----- PROVIDED ENTRIES -----
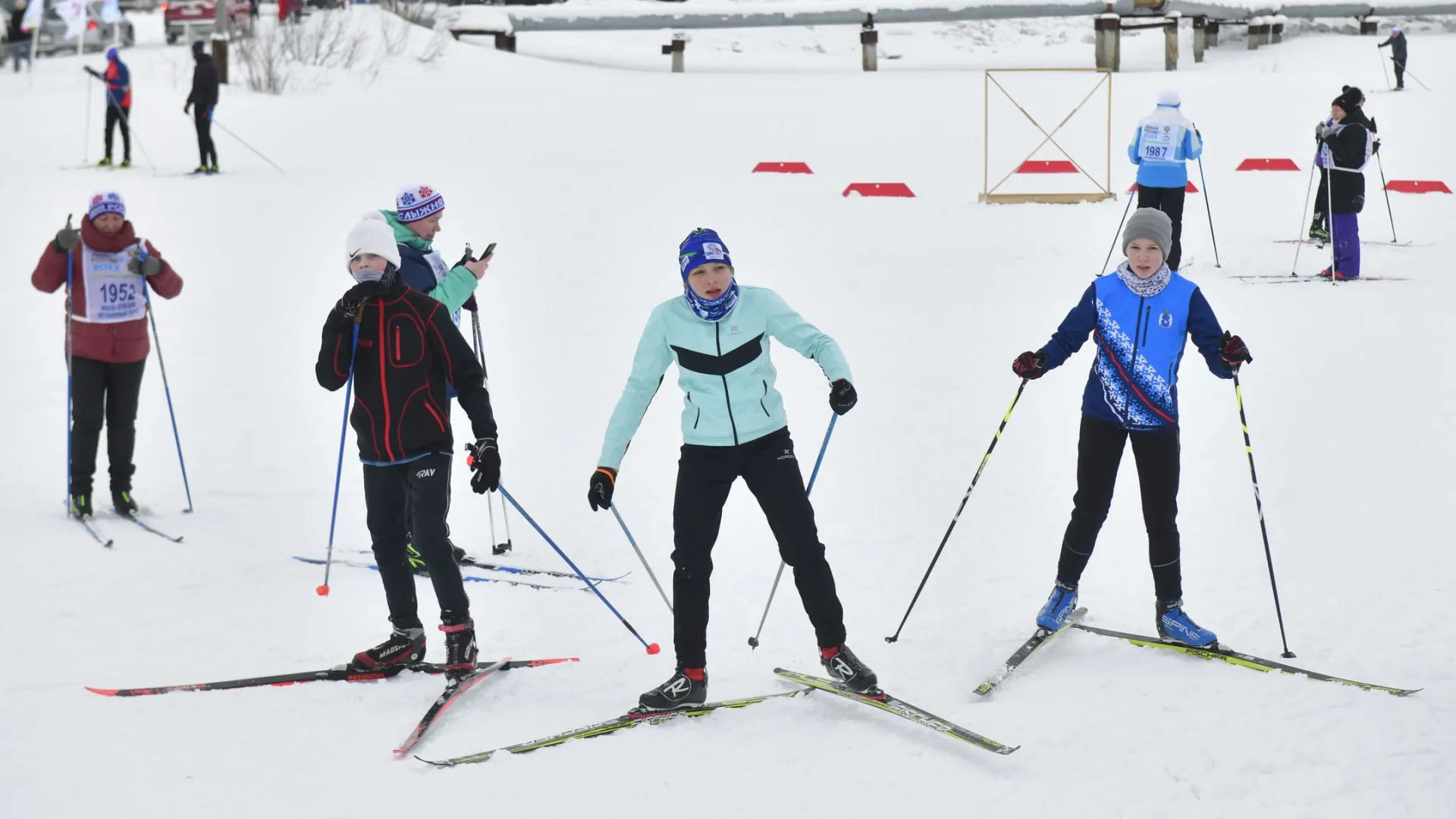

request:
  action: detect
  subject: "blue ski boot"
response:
[1037,580,1078,631]
[1157,601,1219,648]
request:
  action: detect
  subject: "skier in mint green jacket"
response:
[587,228,878,713]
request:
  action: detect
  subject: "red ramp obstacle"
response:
[845,182,915,198]
[1235,158,1299,171]
[1016,158,1081,174]
[753,162,814,174]
[1385,179,1451,194]
[1127,182,1198,194]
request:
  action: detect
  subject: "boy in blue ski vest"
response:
[1012,209,1254,645]
[1127,89,1203,272]
[587,228,878,713]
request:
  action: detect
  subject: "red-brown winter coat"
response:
[30,217,182,364]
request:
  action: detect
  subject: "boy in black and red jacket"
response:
[315,211,500,676]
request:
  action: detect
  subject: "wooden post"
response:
[1092,13,1122,71]
[859,14,880,71]
[663,32,687,74]
[1163,11,1182,71]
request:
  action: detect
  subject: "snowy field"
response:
[0,8,1456,819]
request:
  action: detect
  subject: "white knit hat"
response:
[344,210,399,275]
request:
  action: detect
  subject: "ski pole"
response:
[748,413,839,648]
[1225,370,1294,659]
[1097,194,1138,275]
[209,115,287,174]
[500,484,663,654]
[141,277,192,513]
[315,306,364,598]
[1198,149,1223,268]
[611,503,673,610]
[1374,146,1396,245]
[885,379,1027,642]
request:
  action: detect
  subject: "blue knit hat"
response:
[394,185,446,221]
[677,228,733,281]
[86,191,127,221]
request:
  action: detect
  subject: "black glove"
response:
[1219,331,1254,370]
[828,379,859,416]
[464,438,500,495]
[127,253,162,278]
[587,466,617,512]
[55,217,82,253]
[1010,350,1046,381]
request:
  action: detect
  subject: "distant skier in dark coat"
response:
[182,39,217,174]
[1377,29,1405,90]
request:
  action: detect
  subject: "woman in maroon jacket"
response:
[30,191,182,517]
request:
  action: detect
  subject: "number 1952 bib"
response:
[76,242,147,324]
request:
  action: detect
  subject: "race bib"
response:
[76,242,147,324]
[1138,122,1182,162]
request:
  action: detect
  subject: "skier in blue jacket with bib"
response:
[1127,89,1203,272]
[587,228,878,713]
[1012,209,1254,645]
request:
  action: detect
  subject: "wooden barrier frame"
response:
[978,68,1117,204]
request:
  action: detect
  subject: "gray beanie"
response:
[1122,207,1174,258]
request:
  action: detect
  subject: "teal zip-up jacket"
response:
[597,284,853,469]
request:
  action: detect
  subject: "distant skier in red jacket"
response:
[30,191,182,517]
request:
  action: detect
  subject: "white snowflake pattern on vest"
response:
[73,242,147,324]
[425,251,460,326]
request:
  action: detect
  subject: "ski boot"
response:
[1157,599,1219,648]
[632,666,708,714]
[820,642,883,697]
[350,621,425,672]
[440,613,479,679]
[1037,580,1078,631]
[111,490,140,517]
[70,493,92,517]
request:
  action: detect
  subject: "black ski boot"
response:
[111,490,140,517]
[440,612,479,679]
[632,667,708,714]
[350,625,425,672]
[820,642,881,695]
[71,493,92,517]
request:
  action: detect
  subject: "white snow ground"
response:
[0,8,1456,819]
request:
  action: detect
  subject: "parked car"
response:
[162,0,252,44]
[35,3,136,54]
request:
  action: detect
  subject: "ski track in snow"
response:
[0,8,1456,819]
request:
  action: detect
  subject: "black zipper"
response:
[714,324,738,446]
-----
▸ TASK BRIEF: Pull out each line of the listing that contains the string "knit".

▸ RESULT FOR THIS TASK:
  subject: "white knit hat"
  subject: "blue knit hat"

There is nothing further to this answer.